Reproduce every line of the records below, requests included. Multiply each x and y coordinate in the answers by 0.3 and round each result to a whole number, rounding halves up.

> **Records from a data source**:
Start

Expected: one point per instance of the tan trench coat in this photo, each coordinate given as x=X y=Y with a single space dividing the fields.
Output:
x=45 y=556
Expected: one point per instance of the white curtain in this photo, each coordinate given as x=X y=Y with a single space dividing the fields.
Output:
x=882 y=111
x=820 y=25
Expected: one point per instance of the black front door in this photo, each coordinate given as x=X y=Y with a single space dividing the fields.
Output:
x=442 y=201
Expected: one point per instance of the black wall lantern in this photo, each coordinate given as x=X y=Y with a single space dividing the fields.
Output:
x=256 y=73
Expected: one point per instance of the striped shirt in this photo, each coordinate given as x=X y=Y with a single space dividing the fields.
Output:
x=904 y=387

End

> **TASK OUTPUT**:
Expected: one point per instance of the tan trench coat in this photo, each coordinate given as x=X y=Y with a single space dividing the fields.
Output:
x=14 y=167
Expected: one point per instance of the white curtain in this photo, each coordinate given as x=X y=Y with a single space dividing the fields.
Output:
x=265 y=33
x=246 y=8
Expected: one point per instance of the black front door in this photo, each coordinate given as x=X y=Y with a single space dividing the fields.
Output:
x=133 y=60
Expected: one point per instance of the black wall lantern in this photo, each coordinate given as x=X y=Y with a single space dividing the fields.
Output:
x=77 y=22
Expected: one point per instance of the striped shirt in this photo, each coordinate given as x=X y=Y with a single space dividing the fields.
Output:
x=271 y=116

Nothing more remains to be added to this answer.